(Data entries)
>>

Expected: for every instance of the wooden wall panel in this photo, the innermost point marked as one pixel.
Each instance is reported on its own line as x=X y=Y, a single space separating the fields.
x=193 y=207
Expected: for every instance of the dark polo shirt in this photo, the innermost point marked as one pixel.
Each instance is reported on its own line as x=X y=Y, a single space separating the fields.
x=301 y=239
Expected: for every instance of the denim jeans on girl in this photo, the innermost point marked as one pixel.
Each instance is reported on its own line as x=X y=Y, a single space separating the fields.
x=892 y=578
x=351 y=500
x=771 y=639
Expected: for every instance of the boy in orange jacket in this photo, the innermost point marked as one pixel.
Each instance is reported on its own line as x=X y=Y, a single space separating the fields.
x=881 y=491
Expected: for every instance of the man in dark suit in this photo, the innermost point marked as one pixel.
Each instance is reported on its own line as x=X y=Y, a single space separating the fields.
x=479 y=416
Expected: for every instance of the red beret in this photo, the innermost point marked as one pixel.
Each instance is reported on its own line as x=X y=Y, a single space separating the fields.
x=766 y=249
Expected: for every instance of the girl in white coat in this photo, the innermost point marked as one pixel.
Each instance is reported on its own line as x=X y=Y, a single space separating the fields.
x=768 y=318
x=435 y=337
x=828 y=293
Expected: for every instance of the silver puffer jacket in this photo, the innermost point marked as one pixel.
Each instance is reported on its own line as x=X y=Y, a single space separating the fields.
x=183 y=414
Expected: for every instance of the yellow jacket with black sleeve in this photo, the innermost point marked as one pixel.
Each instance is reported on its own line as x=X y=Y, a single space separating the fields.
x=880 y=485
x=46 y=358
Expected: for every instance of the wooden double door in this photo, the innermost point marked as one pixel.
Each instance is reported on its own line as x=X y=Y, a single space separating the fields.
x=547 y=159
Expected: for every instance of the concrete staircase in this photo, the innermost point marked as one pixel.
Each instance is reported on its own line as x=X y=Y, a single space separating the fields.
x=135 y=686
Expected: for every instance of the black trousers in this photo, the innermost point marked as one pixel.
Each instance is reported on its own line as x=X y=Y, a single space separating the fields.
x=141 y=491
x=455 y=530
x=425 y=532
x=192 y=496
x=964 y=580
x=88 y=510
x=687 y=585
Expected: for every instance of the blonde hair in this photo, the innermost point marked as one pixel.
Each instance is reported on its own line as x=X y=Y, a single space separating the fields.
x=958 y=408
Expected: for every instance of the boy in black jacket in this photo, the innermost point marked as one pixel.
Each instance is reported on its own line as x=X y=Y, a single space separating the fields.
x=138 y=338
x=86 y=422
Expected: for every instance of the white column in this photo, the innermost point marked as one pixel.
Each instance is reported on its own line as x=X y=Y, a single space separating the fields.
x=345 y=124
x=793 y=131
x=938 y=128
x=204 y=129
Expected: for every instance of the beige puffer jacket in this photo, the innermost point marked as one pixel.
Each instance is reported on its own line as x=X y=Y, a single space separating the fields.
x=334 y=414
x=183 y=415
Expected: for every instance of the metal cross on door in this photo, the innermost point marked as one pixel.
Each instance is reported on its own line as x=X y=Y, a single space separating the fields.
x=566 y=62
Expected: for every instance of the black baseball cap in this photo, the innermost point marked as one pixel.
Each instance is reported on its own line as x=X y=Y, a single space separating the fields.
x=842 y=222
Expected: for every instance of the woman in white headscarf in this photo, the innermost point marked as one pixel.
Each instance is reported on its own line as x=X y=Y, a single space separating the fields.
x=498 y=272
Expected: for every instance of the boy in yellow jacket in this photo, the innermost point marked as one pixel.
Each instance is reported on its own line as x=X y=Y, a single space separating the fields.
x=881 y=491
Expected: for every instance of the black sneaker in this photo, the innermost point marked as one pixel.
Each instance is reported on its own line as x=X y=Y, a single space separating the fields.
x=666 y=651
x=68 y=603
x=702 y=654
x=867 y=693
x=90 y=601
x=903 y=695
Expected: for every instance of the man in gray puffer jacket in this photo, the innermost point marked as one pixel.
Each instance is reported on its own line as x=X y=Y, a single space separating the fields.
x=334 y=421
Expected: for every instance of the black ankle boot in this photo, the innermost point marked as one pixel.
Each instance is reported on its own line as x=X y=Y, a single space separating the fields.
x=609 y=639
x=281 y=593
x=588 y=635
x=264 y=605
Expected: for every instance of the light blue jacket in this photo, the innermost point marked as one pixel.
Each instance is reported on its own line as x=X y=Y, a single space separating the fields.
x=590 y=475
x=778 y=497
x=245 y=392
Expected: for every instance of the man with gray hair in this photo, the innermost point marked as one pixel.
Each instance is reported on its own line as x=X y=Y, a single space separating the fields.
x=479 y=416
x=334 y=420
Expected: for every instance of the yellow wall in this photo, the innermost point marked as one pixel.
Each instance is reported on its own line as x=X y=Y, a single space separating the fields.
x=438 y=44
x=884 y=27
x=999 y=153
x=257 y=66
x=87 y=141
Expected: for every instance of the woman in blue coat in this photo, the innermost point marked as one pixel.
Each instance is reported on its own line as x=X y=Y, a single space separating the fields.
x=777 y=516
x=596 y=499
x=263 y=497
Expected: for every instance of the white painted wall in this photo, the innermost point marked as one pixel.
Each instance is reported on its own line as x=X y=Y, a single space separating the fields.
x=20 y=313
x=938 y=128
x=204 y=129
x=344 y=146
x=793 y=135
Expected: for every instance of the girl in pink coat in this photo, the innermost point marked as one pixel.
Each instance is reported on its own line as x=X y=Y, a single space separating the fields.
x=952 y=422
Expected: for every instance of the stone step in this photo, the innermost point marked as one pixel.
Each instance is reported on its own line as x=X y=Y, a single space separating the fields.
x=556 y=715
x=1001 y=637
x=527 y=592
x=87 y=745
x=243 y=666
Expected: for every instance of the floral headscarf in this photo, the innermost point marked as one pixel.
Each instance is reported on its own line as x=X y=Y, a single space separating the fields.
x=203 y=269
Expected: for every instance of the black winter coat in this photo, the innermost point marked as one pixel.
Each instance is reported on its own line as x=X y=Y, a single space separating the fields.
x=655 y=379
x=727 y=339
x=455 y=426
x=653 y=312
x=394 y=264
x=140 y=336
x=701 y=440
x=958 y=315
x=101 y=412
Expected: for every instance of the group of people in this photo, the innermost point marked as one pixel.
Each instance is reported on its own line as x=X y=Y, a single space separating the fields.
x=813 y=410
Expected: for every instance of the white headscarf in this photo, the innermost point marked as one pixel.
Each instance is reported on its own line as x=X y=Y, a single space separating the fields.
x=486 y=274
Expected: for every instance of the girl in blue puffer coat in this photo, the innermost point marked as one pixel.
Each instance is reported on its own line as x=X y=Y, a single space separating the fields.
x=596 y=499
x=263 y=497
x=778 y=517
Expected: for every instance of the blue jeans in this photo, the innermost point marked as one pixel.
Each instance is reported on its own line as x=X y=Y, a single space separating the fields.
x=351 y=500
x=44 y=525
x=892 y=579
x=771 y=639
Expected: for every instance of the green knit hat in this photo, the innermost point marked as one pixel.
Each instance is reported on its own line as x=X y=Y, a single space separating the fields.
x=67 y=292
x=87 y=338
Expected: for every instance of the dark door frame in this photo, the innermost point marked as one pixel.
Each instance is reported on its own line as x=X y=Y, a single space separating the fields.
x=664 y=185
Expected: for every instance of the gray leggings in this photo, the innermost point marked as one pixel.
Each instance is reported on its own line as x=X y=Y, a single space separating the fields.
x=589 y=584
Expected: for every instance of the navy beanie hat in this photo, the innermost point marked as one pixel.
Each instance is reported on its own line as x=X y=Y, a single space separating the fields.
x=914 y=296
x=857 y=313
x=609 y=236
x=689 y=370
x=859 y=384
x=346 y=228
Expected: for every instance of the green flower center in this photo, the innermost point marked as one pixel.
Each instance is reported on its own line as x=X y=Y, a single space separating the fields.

<<

Would you set down every record again, exactly as it appears above?

Exercise solution:
Expected: for every instance of the wooden wall panel in this photo, the innermost point marked as one pixel.
Each instance is reported on its own line as x=X y=Y, a single space separating the fields.
x=193 y=207
Expected: for every instance of the dark polo shirt in this photo, the innermost point marked as one pixel.
Each instance is reported on its own line as x=X y=Y, a single space separating the fields.
x=301 y=239
Expected: for every instance of the denim jeans on girl in this photo, the innermost point marked as one pixel.
Each instance is reported on its own line as x=X y=Y, a single space separating the fields.
x=892 y=578
x=351 y=500
x=771 y=639
Expected: for every instance of the boy in orange jacket in this photo, the innermost point marked as one pixel.
Each instance is reported on its own line as x=X y=Y, a single space separating the fields.
x=881 y=491
Expected: for every instance of the man in dark suit in this photo, the innermost point marked as one pixel.
Each instance is reported on its own line as x=X y=Y, a single space separating the fields.
x=479 y=416
Expected: for every instance of the red beret in this photo, the innermost point marked as one pixel.
Each instance is reported on its own line as x=X y=Y, a single space separating the fields.
x=766 y=249
Expected: for every instance of the girl in white coat in this photo, the innermost point marked as one pixel.
Each instance is reported on its own line as x=X y=Y, a single space separating the fields.
x=768 y=318
x=435 y=337
x=828 y=293
Expected: for every instance of the silver puffer jacket in this photo, the innermost point marked as one pixel.
Each instance is reported on its own line as x=X y=Y, a single space separating the fields.
x=183 y=414
Expected: for every instance of the yellow jacket with black sleeve in this photo, the innermost point marked as one pixel.
Each instance is reported on its own line as x=X y=Y, a single space separating the fields.
x=880 y=485
x=46 y=358
Expected: for every instance of the wooden double door in this photo, the innermost point marked as one pixel.
Each instance is reported on its own line as x=X y=Y, a single space separating the fields.
x=547 y=159
Expected: for every instance of the concrete staircase in this photo, the innermost point marked as one pixel.
Each instance is reported on its own line as x=X y=Y, a single space separating the fields.
x=135 y=686
Expected: for every instance of the black trousers in this photo, the innermost point marked as one pixel.
Each instance is reported on its own line as x=X y=Y, a single space separating the fields.
x=141 y=491
x=455 y=530
x=425 y=532
x=192 y=496
x=964 y=580
x=88 y=510
x=687 y=585
Expected: for every instance of the blonde hair in this photo, the innermost point marked as one pixel.
Each instance is reported on its own line as x=X y=Y, a single space separating the fields.
x=958 y=408
Expected: for every instance of the boy in black jacket in this photo, the innermost point marked as one pixel.
Each instance is reported on its own line as x=X y=Y, a single space separating the fields.
x=138 y=338
x=86 y=422
Expected: for every instance of the white column in this photo, the innermost point marked as one pixel.
Each instance is reported on its own line as x=X y=Y, a single space separating the fields.
x=345 y=124
x=793 y=131
x=938 y=128
x=204 y=129
Expected: for every instance of the beige puffer jacket in this photo, the innermost point marked as one pixel.
Each instance is reported on its own line as x=X y=Y, a single space separating the fields.
x=334 y=414
x=183 y=415
Expected: for every instance of the metal cross on door in this photo, the innermost point marked as one pixel.
Each instance is reported on its own line as x=X y=Y, a single space separating the fields.
x=566 y=62
Expected: for every instance of the black baseball cap in this photo, the innermost point marked as one pixel.
Each instance is reported on its own line as x=X y=Y, a single space separating the fields.
x=842 y=222
Expected: for every instance of the woman in white headscarf in this photo, the innermost point marked as one pixel.
Each instance is reported on its own line as x=X y=Y, a single space separating the fields.
x=498 y=272
Expected: for every instance of the boy in yellow jacket in this photo, the innermost point marked as one pixel.
Each instance is reported on its own line as x=X y=Y, a single space separating the fields.
x=881 y=491
Expected: for every instance of the black sneaker in this photo, the innermost point marked as one pixel.
Each instance is reported on its own line as x=X y=Y, a single space separating the fields.
x=666 y=651
x=68 y=603
x=702 y=654
x=867 y=693
x=90 y=601
x=903 y=695
Expected: for every instance of the man in gray puffer jacket in this photo, the innermost point marked as one pixel.
Each instance is reported on its own line as x=X y=Y, a single space separating the fields.
x=334 y=421
Expected: for every instance of the black ankle boot in this photo, the innermost point marked as one pixel.
Each instance is reported on its own line as x=X y=Y, a single space separating the fields.
x=609 y=639
x=281 y=593
x=588 y=635
x=264 y=605
Expected: for every instance of the light blue jacket in this photo, the innermost point marked as one pixel.
Each instance is reported on its own line as x=X y=Y, a single space separating the fields.
x=590 y=475
x=778 y=497
x=245 y=392
Expected: for every instance of the man with gray hair in this photo, the innermost point marked as one pixel.
Each instance is reported on its own line as x=X y=Y, a single space separating the fields.
x=479 y=416
x=334 y=420
Expected: for every instance of the yellow wall in this photo, the innermost point marked as one pixel.
Each instance is reported on its own line as x=X y=Y, a single space separating the fields.
x=438 y=44
x=884 y=27
x=999 y=153
x=257 y=66
x=87 y=141
Expected: for every instance of the woman in blue coat in this photo, the innermost point marked as one pixel.
Each instance is reported on its own line as x=X y=Y, a single space separating the fields.
x=777 y=516
x=596 y=499
x=263 y=497
Expected: for every instance of the white painted wall in this photo, the innermost point marked as one pixel.
Each instance is reported on its own line as x=X y=Y, a single space separating the fields.
x=20 y=313
x=938 y=128
x=204 y=129
x=344 y=146
x=793 y=135
Expected: for every instance of the girl in pink coat in this photo, the innermost point marked as one pixel.
Each instance is reported on its own line as x=X y=Y, a single space separating the fields.
x=952 y=422
Expected: for every instance of the stone step in this photo, the innermost point marked as one pixel.
Each instance is reported on its own line as x=X y=Y, a single space separating the fields.
x=556 y=715
x=1001 y=637
x=527 y=592
x=87 y=745
x=243 y=666
Expected: for every instance of the floral headscarf in this photo, the innermost point marked as one pixel.
Each instance is reported on its own line as x=X y=Y, a single space separating the fields.
x=203 y=269
Expected: for every instance of the black winter coat in this photo, the innermost point marked as one pixel.
Each instance is reported on its own line as x=X y=Y, a single space separating the fields.
x=655 y=379
x=727 y=339
x=455 y=426
x=653 y=312
x=394 y=264
x=140 y=336
x=701 y=440
x=958 y=315
x=101 y=412
Expected: for every instance of the group of people in this photo, the innermost point marked as one pixel.
Each instance is reported on its own line as x=X y=Y, a single space separating the fields.
x=813 y=410
Expected: for every instance of the white headscarf in this photo, the innermost point marked as one pixel.
Each instance is reported on its own line as x=X y=Y, a single space separating the fields.
x=486 y=274
Expected: for every instance of the girl in blue puffer coat in this photo, the innermost point marked as one pixel.
Each instance is reported on its own line as x=X y=Y, a single space separating the fields.
x=596 y=499
x=263 y=497
x=778 y=517
Expected: for every instance of the blue jeans in this photo, the innermost point marked as one pixel.
Each instance is reported on its own line as x=X y=Y, a single space separating the fields.
x=351 y=500
x=44 y=525
x=892 y=579
x=771 y=639
Expected: for every instance of the green knit hat in this photo, the innermost point marked as one pixel.
Each instance is reported on its own line as x=X y=Y, a single space separating the fields.
x=67 y=292
x=87 y=338
Expected: for every instance of the dark door frame in this photo, the innermost point marked as one pixel.
Each instance is reported on its own line as x=X y=Y, a single space separating the fields.
x=664 y=185
Expected: for every instance of the gray leggings in this photo, the innermost point marked as one pixel.
Each instance is reported on its own line as x=X y=Y, a single space separating the fields.
x=589 y=584
Expected: for every instance of the navy beanie hat in this photo, the innermost point marked as one pixel.
Each instance is reported on its own line as x=X y=Y, a single space separating the fields.
x=914 y=296
x=857 y=313
x=609 y=236
x=689 y=370
x=859 y=384
x=346 y=228
Expected: for every instance of the green flower center in this photo, the innermost point marked as one pixel.
Each instance is reported on its own line as x=X y=Y, a single space separating the fields.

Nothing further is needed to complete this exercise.